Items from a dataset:
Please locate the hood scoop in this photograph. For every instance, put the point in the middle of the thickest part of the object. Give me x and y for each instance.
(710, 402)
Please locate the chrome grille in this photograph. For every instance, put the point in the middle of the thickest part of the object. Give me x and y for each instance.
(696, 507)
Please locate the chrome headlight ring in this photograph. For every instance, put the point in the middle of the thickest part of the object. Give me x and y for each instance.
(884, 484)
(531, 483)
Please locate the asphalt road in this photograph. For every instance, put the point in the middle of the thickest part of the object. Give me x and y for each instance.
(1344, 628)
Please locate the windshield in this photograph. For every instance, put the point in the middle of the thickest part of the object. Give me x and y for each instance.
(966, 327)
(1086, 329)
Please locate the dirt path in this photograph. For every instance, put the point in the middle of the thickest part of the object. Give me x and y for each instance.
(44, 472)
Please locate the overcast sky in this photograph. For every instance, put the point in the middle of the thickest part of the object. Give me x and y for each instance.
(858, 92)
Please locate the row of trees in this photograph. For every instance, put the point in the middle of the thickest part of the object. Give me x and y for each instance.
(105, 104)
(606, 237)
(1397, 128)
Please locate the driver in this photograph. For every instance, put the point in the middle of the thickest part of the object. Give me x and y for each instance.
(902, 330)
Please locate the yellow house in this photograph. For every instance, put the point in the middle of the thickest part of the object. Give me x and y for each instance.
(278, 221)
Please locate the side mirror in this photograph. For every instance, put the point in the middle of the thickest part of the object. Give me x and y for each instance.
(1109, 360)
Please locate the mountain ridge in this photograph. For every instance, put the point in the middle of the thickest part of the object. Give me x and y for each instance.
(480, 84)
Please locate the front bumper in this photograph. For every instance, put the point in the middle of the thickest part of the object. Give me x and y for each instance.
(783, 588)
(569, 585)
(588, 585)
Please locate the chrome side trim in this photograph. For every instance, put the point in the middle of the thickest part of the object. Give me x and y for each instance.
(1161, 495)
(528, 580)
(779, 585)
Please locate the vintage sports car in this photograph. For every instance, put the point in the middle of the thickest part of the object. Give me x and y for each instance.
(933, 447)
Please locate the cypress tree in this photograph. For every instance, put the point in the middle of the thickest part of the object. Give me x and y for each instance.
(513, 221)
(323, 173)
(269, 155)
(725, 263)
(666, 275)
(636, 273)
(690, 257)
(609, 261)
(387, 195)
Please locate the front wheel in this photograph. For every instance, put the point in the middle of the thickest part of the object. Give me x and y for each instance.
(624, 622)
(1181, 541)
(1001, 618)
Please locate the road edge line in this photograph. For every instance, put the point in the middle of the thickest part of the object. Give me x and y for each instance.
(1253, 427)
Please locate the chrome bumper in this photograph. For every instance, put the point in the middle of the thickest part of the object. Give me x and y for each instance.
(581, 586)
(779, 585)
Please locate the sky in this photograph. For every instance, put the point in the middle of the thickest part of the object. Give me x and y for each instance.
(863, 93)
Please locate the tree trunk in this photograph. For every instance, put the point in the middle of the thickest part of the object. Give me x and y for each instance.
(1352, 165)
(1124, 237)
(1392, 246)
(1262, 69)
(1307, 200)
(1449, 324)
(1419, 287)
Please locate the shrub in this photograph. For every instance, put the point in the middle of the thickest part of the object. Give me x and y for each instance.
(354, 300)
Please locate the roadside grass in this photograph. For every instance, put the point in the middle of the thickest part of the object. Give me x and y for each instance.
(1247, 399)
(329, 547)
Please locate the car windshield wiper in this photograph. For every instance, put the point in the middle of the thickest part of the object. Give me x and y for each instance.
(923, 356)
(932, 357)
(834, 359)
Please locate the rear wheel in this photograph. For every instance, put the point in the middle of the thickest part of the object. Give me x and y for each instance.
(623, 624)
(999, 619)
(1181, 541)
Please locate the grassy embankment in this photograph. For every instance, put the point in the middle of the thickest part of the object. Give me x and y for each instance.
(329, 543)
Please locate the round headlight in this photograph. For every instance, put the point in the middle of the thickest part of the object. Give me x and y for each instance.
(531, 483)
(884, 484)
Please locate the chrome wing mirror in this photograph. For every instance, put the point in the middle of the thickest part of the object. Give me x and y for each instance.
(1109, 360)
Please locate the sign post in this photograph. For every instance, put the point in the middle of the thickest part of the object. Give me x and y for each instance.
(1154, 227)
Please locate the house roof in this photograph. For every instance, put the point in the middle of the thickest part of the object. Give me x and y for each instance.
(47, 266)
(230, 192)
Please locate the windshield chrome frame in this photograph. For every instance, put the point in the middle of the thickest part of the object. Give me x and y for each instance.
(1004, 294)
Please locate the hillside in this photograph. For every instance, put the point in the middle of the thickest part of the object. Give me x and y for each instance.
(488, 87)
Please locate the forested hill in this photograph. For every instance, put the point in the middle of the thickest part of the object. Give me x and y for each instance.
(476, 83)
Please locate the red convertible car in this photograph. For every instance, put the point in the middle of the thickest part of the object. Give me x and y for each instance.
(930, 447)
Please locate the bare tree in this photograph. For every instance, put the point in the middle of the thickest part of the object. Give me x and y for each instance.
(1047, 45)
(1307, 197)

• Work order: Copy every entry exactly, leaving nothing out.

• Reply to the exercise:
Please locate the hood scoop in this photograph. For every instance, put the point in the middle of the thickest part of the object. Give me x and y for each instance.
(710, 402)
Please locate the chrome grille in this photograph. For every instance, put the point in the middle of the thickest part of the object. Give me x and y for each instance.
(696, 507)
Please locate the chrome headlight ring in this photograph. For every instance, put the point in the middle of the thickest part of the object. Give me x and y for each instance.
(884, 484)
(531, 483)
Please locate the asphalt road in this photograph. For every instance, put the point in the middle of the thickest part of the object. Give me x and y for each instance.
(1344, 628)
Please locate the windshield in this photograph. For every instance, put the point in the middle of the thickest part of the object. Give me x and y for each instance.
(966, 327)
(1086, 329)
Please locate the dirt path in this photograph. For every instance, put the point in the middle of the thickest part of the object. Give me x and y for each instance.
(44, 472)
Please locate the overcast sky in this photograph. For every instance, put the point in the middle of the thickest part of the object. Give me x and y for each instance.
(858, 92)
Please locate the row of trees in this photograph. For every instance, put the point in the middle of the thickest part of the object. Give me x and y for each instance.
(105, 104)
(606, 237)
(1397, 128)
Please locate the driver in this photograph. For every instance, put the point in the middle of the thickest part of the object. Give me x and y for each instance.
(902, 330)
Please locate the yellow house in this photograph. For every instance, put the point in the middle of the thickest part of the object. Give me x and y for each instance.
(278, 221)
Please locate the side mirror in this photograph. For every instance, put the point in the middle of the thickest part of the object. Give me x and y for each instance.
(1109, 360)
Please locate the mountain ridge in this photograph. For every instance, put the point in the middle of the thickest part of the object. Give me x and y for each instance.
(480, 84)
Please locate the front bumper in this photograph. For every instance, put the point in the middle of the thickest part of the object. Give me x and y for each instance.
(783, 588)
(569, 585)
(588, 585)
Please locate the chrome side trim in this photograph. For every instance, put the point in the middle of the thickest part of the object. Give me x and y for each instance.
(1161, 495)
(528, 580)
(779, 585)
Please locate the vintage sports car in this photograph. For every instance, put the point in the middle of the thickest part of the object. Give me x and y for each instance.
(933, 447)
Please locate the cypress tree in this photograph. For every instance, put the point in the middle of the thickest part of the object. Give me x and y for each instance.
(513, 221)
(323, 173)
(269, 155)
(725, 263)
(666, 275)
(636, 273)
(690, 257)
(609, 261)
(387, 195)
Please locate the front wheel in this photograph. For every instance, put the point in the middle of the thickest part of the object. Give me x and y for each instance.
(624, 622)
(1181, 541)
(1001, 618)
Please locate the road edge line in this photograph. For every instance, put the point in the middle of the thickest part of the object. Give me x and y for each instance.
(1253, 427)
Please locate the chrome bumper in this photograph. For every instance, put the point in the middle of the thickest part of the object. Give me x and y for each instance.
(581, 586)
(779, 585)
Please locate the sky in this photograph. For every instance, put the point in the middle of the thickest part of the object. Give me x and y for each instance.
(863, 93)
Please locate the tree trunk in this photograph. For every instance, put the point in the middle of the thickest part of the object. Give me x and y for each instance.
(1352, 165)
(1124, 237)
(1392, 246)
(1262, 69)
(1307, 200)
(1449, 324)
(1419, 287)
Please locate the shrub in this photograph. For every instance, put the point in the middle of the thickest part of the object. Give me x and y for each instance.
(354, 300)
Please locate the roadside grass in this photograph. For every instance, put the point in the middle of the thickest part of the object. Give me x and y for each instance.
(1247, 399)
(329, 547)
Please locate the car windshield wiper in this photograph. For every instance, put the point in the middle of the thickest part of the object. Give me x and y for each instance.
(923, 356)
(932, 357)
(834, 359)
Please locate the rear wheel in this photograph. For every instance, put the point in the middle of the thickest part of the object. Give me x and y for each instance.
(623, 624)
(999, 619)
(1181, 541)
Please locate the grassy embankment in this photograph. For every instance, put the point in the middle of the thickest part of the object. Give me x and y for each instance.
(329, 543)
Please locate the round headlight in this photograph. For every instance, put the point in the middle of the thickest part of the object. Give me x and y for each instance.
(531, 483)
(884, 484)
Please locate the chrome wing mirror in this photograph. For every instance, put the point in the middle of the thickest part of the object. Give me x and y for each instance.
(1109, 360)
Please locate the sign post in this photograph. For every instance, put the point in the middle of the thickest part of the object. Give me x and y for each instance.
(1154, 227)
Please locate the house roof in this photograph. For every instance, put the point in the middle of the thickest part of the object. Give me x and y for each instance.
(47, 266)
(230, 192)
Please locate the windshield chrome frame in this photograph. For every instance, put the point in the middle of the thickest part of the object. Give me x and y for each instance.
(1004, 294)
Please locate the hillside in this photograph. For every instance, put the point in the middle of the thickest part of the object. Give me x and y for each instance.
(488, 87)
Please locate the forested hill in this photograph. For every instance, put the point in the middle of the thickest part of the object. Give me x and y for each instance.
(476, 83)
Please locate the red convertible car in this photograph. For every instance, put the point in the middle of the thickest part of the object. Give me x and y for each instance.
(930, 447)
Please locate the bare tree in this photograph. For every instance, put the point in the middle of the thickest part of the object. Give me x and y for each instance.
(1047, 45)
(1307, 197)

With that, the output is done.